··· SOURCE INFORMATION

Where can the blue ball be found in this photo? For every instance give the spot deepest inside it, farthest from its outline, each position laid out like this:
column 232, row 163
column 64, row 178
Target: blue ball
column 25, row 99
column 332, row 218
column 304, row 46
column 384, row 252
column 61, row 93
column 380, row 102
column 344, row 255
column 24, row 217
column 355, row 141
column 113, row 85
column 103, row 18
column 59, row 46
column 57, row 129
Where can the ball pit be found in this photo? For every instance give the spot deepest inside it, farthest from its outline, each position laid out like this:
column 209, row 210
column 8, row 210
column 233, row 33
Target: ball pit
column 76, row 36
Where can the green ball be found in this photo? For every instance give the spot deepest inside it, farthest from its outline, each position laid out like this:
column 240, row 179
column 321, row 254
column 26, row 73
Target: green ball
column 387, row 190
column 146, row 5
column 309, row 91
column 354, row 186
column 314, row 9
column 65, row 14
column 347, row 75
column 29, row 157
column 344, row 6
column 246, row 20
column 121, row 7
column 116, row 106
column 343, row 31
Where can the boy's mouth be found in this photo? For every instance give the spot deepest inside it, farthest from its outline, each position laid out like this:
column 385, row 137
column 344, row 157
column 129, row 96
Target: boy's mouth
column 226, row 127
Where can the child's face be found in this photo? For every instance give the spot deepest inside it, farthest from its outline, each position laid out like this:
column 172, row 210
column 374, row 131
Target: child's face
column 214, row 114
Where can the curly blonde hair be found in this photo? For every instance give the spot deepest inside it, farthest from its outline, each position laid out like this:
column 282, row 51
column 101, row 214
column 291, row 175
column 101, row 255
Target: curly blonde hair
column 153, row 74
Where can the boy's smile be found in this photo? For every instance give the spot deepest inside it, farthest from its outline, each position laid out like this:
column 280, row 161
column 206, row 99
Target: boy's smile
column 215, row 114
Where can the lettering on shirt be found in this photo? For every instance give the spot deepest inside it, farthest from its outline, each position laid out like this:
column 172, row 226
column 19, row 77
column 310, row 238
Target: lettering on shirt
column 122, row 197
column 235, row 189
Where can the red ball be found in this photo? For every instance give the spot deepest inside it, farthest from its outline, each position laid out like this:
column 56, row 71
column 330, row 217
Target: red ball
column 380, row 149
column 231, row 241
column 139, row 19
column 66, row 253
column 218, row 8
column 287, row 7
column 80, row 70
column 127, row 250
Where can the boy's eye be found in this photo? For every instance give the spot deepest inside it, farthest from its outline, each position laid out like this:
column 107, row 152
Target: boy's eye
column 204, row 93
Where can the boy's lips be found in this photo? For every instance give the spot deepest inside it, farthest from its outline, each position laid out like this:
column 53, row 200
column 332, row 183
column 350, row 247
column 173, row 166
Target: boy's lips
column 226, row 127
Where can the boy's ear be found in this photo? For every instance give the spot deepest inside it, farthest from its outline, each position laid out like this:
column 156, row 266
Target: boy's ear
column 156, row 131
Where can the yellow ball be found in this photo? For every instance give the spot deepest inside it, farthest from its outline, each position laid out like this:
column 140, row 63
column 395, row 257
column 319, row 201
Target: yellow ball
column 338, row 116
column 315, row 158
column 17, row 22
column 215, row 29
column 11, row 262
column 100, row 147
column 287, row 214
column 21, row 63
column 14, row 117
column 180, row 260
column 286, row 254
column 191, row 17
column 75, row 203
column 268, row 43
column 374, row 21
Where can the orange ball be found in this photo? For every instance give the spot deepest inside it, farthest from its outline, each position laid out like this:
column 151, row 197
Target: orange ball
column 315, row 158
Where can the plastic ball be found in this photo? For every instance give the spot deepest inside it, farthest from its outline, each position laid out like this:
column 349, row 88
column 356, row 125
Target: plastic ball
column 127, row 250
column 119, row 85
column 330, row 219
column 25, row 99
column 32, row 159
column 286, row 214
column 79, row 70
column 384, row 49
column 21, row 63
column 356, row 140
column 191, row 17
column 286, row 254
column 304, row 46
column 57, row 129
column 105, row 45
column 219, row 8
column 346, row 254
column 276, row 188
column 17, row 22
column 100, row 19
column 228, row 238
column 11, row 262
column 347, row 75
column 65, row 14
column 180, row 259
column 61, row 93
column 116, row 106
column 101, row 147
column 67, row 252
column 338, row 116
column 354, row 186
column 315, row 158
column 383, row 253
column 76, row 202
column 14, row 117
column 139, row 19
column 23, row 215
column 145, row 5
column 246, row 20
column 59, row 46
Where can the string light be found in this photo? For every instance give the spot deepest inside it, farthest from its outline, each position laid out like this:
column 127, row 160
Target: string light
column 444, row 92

······

WHAT IS BEING ASKED:
Once you find the line with "column 282, row 51" in the entries above, output it and each line after it up to and including the line with "column 319, row 201", and nothing else.

WRITTEN ANSWER:
column 282, row 51
column 101, row 214
column 291, row 175
column 101, row 255
Target: curly blonde hair
column 153, row 74
Where can the boy's smile be found in this photo? For every instance give the spot deepest inside it, farthest from its outline, each position laid out like this:
column 280, row 161
column 206, row 99
Target: boy's smile
column 215, row 114
Where can the lettering on shirt be found in this photo? For every instance give the spot deepest inside it, farthest from its outline, each position laid out like this:
column 172, row 226
column 19, row 77
column 310, row 238
Target: lettering on shirt
column 122, row 197
column 235, row 189
Where can the red ball be found in this photo? For every instance give the spot deepest inside it, farthest from its outline, each position laid out like this:
column 56, row 71
column 330, row 217
Target: red ball
column 380, row 149
column 231, row 241
column 139, row 19
column 66, row 253
column 218, row 8
column 287, row 7
column 80, row 70
column 127, row 250
Where can the boy's eye be found in this photo? For every instance give the spot deepest inside it, farthest from its outline, each position laid out like this:
column 107, row 152
Target: boy's eye
column 204, row 93
Where can the boy's lips be found in this photo? For every instance give the spot deepest inside it, farthest from its outline, each position laid out like this:
column 53, row 200
column 332, row 183
column 350, row 247
column 173, row 166
Target: boy's lips
column 226, row 127
Where can the boy's ear be found in this photo? For every instance give the spot deepest inside it, farthest from its outline, each position laid out like this:
column 156, row 266
Target: boy's ear
column 156, row 131
Where can the yellow ball be found in this photo? For every instance give the spot deepest inside it, farthest from its outline, each position laid out like this:
column 140, row 63
column 395, row 257
column 319, row 201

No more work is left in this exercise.